TASK DIRECTIONS
Rewrite the records below from the line containing "point: white arm" up to and including the line containing "Target: white arm sleeve", replacing "white arm sleeve" with "white shirt sleeve" and changing nothing else.

SUPPLIED INFORMATION
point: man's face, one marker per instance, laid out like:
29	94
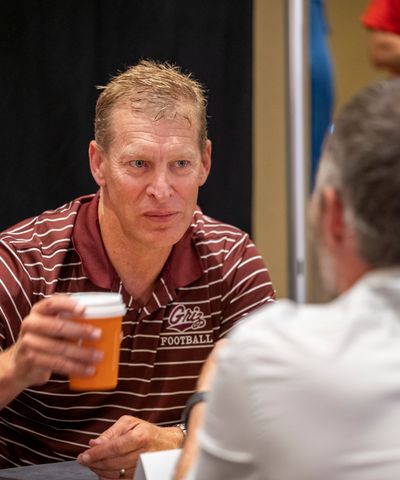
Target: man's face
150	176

---

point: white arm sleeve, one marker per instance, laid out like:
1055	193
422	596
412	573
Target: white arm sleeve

THE OUTPUT
point: white shirt sleeve, one marker per instance, laid out like:
1055	193
422	596
412	573
Target: white shirt sleeve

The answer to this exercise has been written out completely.